Task requirements ▸
Copy exactly the lines from the "In this exercise you will pick out the trophy in" line to the end, both included, and nothing else.

(Position annotation records)
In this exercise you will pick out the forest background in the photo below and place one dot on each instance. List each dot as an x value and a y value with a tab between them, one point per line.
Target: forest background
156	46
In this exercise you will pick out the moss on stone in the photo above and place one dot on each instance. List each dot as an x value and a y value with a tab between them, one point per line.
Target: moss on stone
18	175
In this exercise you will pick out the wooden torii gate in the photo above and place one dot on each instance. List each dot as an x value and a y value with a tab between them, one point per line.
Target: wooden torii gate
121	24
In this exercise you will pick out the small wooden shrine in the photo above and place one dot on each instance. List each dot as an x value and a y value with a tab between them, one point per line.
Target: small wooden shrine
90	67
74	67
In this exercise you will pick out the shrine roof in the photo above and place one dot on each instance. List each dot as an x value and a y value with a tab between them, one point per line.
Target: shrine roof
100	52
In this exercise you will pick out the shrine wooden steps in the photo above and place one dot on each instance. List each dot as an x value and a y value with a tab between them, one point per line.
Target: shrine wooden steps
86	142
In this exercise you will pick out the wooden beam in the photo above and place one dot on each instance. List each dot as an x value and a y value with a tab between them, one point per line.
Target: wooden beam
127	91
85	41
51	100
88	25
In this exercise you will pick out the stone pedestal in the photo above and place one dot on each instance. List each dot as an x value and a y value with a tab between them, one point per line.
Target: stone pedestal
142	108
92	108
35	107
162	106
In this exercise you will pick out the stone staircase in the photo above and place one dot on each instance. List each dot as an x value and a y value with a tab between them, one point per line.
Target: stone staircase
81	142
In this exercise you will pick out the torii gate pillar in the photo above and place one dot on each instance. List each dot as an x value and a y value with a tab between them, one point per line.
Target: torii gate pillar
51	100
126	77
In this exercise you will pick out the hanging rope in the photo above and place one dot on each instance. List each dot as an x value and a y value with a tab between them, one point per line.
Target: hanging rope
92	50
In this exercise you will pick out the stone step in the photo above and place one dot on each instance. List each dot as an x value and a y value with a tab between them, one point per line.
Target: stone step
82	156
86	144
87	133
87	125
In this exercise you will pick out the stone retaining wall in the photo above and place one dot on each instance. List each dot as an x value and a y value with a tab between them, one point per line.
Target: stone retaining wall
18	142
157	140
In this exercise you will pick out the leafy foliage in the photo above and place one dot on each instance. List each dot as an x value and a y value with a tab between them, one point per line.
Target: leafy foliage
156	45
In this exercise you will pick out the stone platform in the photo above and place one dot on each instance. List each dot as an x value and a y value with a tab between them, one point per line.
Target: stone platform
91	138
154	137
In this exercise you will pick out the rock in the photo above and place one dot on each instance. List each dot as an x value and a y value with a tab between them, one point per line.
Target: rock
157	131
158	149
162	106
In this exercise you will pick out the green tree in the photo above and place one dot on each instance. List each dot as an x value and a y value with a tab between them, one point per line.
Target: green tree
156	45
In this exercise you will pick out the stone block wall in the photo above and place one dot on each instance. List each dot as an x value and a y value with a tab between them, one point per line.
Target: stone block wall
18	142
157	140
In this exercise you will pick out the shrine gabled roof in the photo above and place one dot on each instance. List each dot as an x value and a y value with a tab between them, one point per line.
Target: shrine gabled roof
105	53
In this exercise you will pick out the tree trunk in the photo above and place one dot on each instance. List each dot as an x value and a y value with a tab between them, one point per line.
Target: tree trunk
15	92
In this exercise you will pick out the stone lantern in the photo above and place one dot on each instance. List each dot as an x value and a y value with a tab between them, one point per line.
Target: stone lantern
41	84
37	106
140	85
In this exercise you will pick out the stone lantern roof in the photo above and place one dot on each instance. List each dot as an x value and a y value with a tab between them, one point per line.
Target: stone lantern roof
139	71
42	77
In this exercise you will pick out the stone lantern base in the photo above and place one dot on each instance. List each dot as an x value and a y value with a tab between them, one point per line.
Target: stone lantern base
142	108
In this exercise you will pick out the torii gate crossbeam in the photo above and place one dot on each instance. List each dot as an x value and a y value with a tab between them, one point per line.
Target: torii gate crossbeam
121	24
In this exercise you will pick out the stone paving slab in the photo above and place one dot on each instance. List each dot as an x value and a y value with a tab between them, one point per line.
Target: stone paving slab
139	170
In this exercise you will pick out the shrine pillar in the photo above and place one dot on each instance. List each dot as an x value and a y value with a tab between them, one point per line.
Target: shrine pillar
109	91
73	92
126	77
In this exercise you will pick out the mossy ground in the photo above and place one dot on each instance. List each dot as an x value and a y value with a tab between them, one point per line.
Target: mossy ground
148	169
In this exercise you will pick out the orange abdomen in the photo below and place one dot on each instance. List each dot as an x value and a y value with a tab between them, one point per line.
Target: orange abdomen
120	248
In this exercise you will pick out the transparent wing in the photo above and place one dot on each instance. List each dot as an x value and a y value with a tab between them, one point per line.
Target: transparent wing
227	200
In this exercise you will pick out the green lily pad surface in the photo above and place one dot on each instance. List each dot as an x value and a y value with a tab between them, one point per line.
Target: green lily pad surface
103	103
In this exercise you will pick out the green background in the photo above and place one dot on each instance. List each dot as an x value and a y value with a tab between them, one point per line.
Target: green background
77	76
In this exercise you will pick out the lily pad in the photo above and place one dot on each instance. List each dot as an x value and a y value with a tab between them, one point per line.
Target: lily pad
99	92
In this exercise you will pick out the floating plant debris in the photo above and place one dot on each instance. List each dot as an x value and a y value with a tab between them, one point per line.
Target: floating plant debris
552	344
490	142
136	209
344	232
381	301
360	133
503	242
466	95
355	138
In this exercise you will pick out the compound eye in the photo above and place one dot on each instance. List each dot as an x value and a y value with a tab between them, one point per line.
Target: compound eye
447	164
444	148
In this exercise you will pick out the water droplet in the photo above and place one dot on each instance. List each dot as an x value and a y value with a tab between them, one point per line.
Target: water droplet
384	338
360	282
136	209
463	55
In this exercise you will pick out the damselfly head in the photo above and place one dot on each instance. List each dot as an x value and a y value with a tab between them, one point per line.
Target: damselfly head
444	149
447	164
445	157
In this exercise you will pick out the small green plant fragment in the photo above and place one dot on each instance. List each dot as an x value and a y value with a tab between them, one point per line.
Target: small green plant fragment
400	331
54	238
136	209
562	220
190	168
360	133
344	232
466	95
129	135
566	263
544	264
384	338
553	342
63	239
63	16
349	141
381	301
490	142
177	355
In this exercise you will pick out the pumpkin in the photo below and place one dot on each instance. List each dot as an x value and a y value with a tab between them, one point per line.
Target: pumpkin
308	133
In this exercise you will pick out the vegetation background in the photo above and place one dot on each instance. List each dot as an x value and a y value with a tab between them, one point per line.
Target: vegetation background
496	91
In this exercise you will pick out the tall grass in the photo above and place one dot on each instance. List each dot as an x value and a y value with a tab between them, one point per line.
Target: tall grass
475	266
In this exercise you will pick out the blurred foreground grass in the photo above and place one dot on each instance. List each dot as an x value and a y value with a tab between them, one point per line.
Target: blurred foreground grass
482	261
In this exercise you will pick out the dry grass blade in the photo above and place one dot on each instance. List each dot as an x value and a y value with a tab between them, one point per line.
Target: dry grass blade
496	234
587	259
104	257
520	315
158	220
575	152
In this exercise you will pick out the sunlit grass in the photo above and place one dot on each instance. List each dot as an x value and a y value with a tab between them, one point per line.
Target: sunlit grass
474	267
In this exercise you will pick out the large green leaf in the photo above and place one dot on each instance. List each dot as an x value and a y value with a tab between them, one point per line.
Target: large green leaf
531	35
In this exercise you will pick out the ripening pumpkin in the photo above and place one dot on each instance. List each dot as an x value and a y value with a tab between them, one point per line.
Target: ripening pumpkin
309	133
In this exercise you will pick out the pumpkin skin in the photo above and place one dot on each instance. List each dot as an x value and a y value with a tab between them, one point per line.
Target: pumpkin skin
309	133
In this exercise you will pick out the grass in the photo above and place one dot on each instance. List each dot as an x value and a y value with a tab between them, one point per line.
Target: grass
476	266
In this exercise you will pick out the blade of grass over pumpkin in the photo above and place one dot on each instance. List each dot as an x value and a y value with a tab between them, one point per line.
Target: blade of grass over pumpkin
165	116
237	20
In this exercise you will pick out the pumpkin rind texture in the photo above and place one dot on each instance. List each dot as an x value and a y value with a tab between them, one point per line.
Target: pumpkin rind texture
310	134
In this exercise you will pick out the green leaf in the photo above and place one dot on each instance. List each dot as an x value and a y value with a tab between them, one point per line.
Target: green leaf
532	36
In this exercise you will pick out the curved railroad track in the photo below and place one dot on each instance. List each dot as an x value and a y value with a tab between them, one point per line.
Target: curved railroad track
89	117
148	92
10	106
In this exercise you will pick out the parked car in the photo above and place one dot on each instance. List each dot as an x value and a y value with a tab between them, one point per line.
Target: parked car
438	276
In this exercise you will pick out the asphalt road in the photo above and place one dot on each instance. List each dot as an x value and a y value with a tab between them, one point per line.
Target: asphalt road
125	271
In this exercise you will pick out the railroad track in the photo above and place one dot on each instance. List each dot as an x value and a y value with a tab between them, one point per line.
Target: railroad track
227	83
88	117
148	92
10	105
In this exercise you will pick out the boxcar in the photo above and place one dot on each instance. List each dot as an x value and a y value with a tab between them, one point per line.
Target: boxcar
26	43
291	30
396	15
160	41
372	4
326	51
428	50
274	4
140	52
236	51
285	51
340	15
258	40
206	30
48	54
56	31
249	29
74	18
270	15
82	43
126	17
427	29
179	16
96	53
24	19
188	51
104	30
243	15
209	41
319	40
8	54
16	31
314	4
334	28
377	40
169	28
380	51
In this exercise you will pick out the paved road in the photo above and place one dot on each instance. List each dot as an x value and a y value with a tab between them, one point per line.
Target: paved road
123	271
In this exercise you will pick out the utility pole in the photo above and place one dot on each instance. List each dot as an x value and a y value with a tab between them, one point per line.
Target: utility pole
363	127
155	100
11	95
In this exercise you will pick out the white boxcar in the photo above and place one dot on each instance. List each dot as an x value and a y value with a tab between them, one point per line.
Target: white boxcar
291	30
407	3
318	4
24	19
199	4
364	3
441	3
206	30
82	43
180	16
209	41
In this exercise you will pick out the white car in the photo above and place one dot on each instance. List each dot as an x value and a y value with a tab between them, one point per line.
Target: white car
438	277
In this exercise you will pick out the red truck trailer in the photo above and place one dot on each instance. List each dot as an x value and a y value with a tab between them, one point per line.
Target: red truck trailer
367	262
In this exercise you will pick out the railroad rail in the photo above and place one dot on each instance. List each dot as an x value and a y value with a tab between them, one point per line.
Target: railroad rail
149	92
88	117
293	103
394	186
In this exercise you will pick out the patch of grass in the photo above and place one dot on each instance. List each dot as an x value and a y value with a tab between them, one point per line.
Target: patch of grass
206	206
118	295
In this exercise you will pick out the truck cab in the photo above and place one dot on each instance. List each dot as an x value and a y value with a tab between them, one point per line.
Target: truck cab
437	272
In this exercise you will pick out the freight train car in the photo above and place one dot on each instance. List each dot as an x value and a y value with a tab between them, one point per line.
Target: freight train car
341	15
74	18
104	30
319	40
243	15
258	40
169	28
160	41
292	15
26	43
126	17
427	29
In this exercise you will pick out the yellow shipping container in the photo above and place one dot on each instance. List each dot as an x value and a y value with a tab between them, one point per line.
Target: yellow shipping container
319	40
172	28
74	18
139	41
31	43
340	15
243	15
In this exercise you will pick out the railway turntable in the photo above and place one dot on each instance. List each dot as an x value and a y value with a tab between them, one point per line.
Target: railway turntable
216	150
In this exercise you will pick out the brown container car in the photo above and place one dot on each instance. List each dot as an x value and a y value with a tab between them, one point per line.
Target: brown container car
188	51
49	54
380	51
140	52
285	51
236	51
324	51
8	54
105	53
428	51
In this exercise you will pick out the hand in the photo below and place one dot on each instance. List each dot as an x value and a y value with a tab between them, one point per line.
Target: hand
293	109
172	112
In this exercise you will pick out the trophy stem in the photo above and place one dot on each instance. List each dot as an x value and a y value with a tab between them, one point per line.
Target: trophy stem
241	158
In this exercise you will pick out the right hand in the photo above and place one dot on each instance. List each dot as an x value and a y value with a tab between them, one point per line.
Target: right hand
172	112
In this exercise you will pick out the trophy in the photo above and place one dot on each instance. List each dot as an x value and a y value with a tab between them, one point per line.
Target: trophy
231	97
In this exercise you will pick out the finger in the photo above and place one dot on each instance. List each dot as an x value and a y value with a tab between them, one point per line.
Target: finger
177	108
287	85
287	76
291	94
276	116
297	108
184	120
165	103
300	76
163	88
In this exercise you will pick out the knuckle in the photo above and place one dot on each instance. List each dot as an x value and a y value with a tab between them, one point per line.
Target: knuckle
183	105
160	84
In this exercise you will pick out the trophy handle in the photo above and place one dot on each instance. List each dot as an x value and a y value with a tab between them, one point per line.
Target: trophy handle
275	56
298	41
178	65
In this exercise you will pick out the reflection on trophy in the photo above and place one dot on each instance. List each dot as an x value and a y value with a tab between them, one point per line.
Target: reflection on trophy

Output for this exercise ▸
In this exercise you will pick out the trophy in the photo above and place one dot on each instance. List each dot as an x value and a y value with a tab between them, one point per line.
Target: trophy
231	97
In this exercise you will pick out the finger in the photo above and place one dot on each instance. List each dot as an x value and a y value with a tab between them, one point per line.
Target: finger
177	108
287	85
287	76
291	94
276	116
297	108
184	120
165	103
300	76
163	88
In this exercise you will pick out the knuckle in the photo above and place one dot on each instance. List each dot as an x value and a y value with a tab between them, one point per line.
Target: knuckle
183	105
160	84
In this exercise you will pick out the trophy handle in the photo above and place one dot on each instance. List each dot as an x value and a y value with a tab between them, one point per line.
Target: trophy handle
275	56
298	41
178	65
In this exercise you will pick out the reflection on trophy in the photo above and place one dot on each instance. List each dot as an x value and a y value with a tab between them, one point per line.
Target: reflection on trophy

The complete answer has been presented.